- [Activity]: The full set of entries is to be printed exactly, with pictures excluded.

===== Data for the task

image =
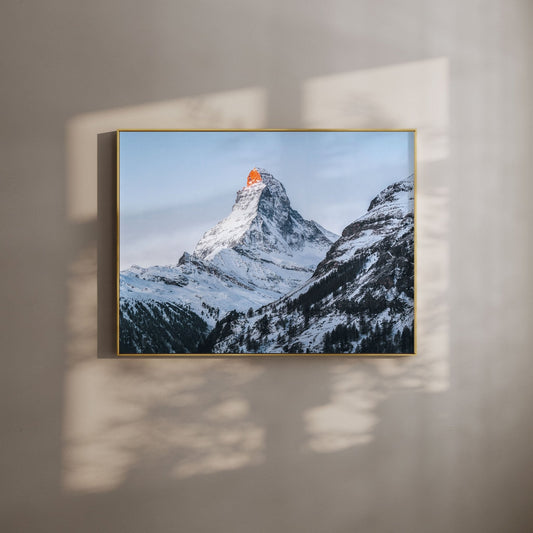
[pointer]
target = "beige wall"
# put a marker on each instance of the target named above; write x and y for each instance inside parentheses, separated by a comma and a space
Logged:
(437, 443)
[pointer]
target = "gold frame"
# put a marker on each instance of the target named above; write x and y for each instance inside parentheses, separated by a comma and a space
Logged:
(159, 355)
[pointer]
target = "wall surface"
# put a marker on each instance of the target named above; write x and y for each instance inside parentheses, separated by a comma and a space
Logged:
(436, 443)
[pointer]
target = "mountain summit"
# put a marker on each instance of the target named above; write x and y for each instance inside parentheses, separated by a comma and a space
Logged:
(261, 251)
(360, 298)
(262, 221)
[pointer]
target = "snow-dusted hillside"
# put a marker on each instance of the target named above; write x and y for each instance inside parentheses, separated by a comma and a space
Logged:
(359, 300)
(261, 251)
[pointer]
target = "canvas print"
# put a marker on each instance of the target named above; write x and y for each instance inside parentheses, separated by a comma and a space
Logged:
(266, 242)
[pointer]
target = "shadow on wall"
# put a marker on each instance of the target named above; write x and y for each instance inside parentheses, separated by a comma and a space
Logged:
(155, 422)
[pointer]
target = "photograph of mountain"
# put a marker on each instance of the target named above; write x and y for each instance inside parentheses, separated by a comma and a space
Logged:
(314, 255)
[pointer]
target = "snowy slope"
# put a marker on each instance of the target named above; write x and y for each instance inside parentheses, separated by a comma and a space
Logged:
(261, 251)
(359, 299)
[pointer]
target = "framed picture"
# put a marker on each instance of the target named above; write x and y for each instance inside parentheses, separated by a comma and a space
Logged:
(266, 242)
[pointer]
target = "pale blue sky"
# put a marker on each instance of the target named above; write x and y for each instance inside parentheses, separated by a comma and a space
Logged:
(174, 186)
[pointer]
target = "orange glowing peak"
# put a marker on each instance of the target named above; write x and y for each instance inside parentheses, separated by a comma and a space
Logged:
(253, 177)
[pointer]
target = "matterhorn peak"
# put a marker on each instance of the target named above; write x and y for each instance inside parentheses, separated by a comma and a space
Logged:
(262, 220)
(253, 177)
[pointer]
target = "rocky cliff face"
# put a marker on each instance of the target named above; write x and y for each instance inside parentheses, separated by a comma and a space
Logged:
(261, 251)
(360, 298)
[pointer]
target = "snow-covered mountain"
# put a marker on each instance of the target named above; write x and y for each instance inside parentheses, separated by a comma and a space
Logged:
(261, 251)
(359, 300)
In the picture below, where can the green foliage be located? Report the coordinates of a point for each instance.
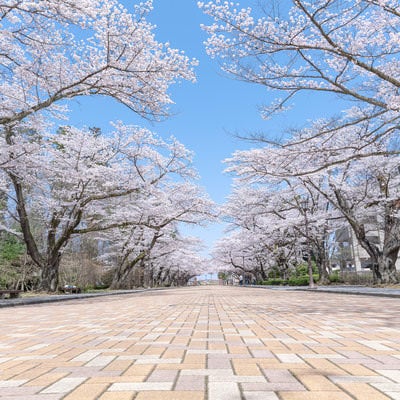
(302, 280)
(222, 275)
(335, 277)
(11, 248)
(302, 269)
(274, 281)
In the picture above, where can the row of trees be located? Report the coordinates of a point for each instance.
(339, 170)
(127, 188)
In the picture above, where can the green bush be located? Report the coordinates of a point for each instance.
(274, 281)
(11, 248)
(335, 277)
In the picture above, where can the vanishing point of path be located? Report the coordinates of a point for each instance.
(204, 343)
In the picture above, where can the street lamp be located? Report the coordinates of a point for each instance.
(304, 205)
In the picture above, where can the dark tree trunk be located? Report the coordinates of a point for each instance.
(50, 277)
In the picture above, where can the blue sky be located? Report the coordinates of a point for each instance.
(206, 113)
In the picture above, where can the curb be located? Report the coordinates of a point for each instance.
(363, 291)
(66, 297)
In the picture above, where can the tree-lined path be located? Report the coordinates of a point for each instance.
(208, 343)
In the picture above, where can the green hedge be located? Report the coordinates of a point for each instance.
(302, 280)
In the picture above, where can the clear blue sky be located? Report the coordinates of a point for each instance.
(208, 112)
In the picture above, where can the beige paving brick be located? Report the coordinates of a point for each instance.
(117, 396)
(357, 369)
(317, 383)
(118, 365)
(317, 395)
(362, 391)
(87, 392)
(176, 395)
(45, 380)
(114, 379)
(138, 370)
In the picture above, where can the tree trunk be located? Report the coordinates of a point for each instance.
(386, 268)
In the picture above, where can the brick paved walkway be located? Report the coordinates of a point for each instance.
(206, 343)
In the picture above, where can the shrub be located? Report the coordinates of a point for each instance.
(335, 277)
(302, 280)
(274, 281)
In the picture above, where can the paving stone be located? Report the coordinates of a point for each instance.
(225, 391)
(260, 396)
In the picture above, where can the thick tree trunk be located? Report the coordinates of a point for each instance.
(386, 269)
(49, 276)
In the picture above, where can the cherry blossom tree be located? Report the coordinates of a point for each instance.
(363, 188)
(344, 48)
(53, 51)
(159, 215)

==========

- [Exercise response]:
image =
[pointer]
target = "beige wall"
# put a marker on each instance of the target named above; write x and y for each instance inside parentheses, separated by a comma and a space
Logged:
(437, 443)
[pointer]
target = "gold frame"
# put a marker on each instance of the target named above; write x and y for each instance inside parentheses, separated by a comma and a space
Logged:
(159, 355)
[pointer]
target = "wall surface"
# put a marker on each instance of the target named above; write x and y for each instance inside parentheses, separated by a comma and a space
Logged:
(436, 443)
[pointer]
target = "mountain summit"
# put a marker on each instance of the target named above; write x and y for each instance inside parentheses, separated by a comma and a space
Logged:
(261, 251)
(360, 298)
(262, 221)
[pointer]
target = "snow-dusted hillside"
# put a marker on each instance of the target named above; write x and y for each instance inside parentheses, separated by a comma and a space
Logged:
(359, 300)
(261, 251)
[pointer]
target = "canvas print"
# put a marker on each instance of the target named above; write x and y for each instance inside parentheses, separated by a comma and a space
Logged:
(266, 242)
[pointer]
target = "shadow on wall"
# put a marker on each instance of the target named above; write x and y for each instance inside parentheses, separated by a comma and a space
Logged:
(155, 422)
[pointer]
target = "photograph of mountain"
# put a marker on each instance of the target named above; write x and y for each instance inside parentheses, separated by a comma and a space
Logged:
(314, 255)
[pointer]
target = "snowy slope"
# put a marker on each instance of the target named above; write x and y for each instance inside parentheses, separated by a comma and a space
Logged:
(261, 251)
(359, 299)
[pointer]
target = "framed picture"
# put a marker on each instance of the target named above; write x and y for each instance inside parentheses, separated by a comma and a space
Logged:
(266, 242)
[pointer]
target = "pale blue sky"
# put a marker on each instance of the target named above; write x and y for each instance inside parentheses, separated by a comma and a space
Logged:
(174, 186)
[pointer]
target = "orange glowing peak"
# put a marker on each instance of the target named above; write x and y for each instance inside parentheses, separated by a comma and a space
Logged:
(253, 177)
[pointer]
target = "matterhorn peak"
# put a marker on each instance of the target named above; write x and y for each instance inside parentheses, separated by a comma and a space
Logged:
(262, 220)
(253, 177)
[pointer]
target = "rocky cliff face"
# put a marker on each instance of the target named above; write x and y for each instance inside parentheses, separated by a comma and a space
Logged:
(261, 251)
(360, 298)
[pointer]
target = "snow-covered mountain"
# put a marker on each instance of the target named above; write x and y for each instance inside parentheses, separated by a comma and a space
Logged:
(261, 251)
(359, 300)
In the picture below, where can the green foliage be located? Report the coordinates of a point for each instance.
(302, 280)
(222, 275)
(335, 277)
(11, 248)
(302, 269)
(274, 281)
In the picture above, where can the row of trees be located? Report the coordinates of a point for each instance.
(339, 170)
(127, 188)
In the picture above, where can the green bush be located? Report the coordinates of a point for each instance.
(274, 281)
(11, 248)
(335, 277)
In the picture above, where can the vanishing point of path be located? Report the coordinates of a point for each instance.
(204, 343)
In the picture above, where can the street lamp be located? Report the coordinates of a point for each instance.
(304, 205)
In the picture above, where can the dark tree trunk be located? Report the coordinates of a point for each instance.
(50, 277)
In the picture above, where can the blue sky be located? Report the coordinates of a point for each instance.
(206, 113)
In the picture above, where can the curb be located? Report the coordinates of a point for each instance.
(363, 291)
(66, 297)
In the picture above, where can the tree-lined path be located? Report the coordinates of a point for each instance.
(208, 343)
In the picture above, where can the green hedge be located? Report the coordinates of a point for each instance.
(302, 280)
In the picture above, where can the clear blue sky be located? Report the coordinates of a point for each instance.
(208, 112)
In the picture above, where can the beige paving brick be located? Report the coordinates of a point for each instance.
(117, 396)
(357, 369)
(317, 383)
(118, 365)
(317, 395)
(362, 391)
(87, 392)
(176, 395)
(45, 380)
(114, 379)
(138, 370)
In the picture above, where can the tree trunk be located? Report the coordinates of a point for each instance.
(386, 268)
In the picture above, where can the brick paved walkway be located? Report the coordinates of a point for each instance.
(206, 343)
In the picture above, where can the shrub be located? Report the coordinates of a point for each instance.
(335, 277)
(302, 280)
(274, 281)
In the picture above, where can the paving stone be located? Report the coordinates of a point for each instance.
(225, 391)
(260, 396)
In the picture above, where can the thick tree trunk be located? Report the coordinates of a point for each instance.
(386, 269)
(49, 276)
In the picture above, where can the cherry blossom tree be located? Report the coordinates of a point for each instance.
(363, 188)
(344, 48)
(53, 51)
(159, 215)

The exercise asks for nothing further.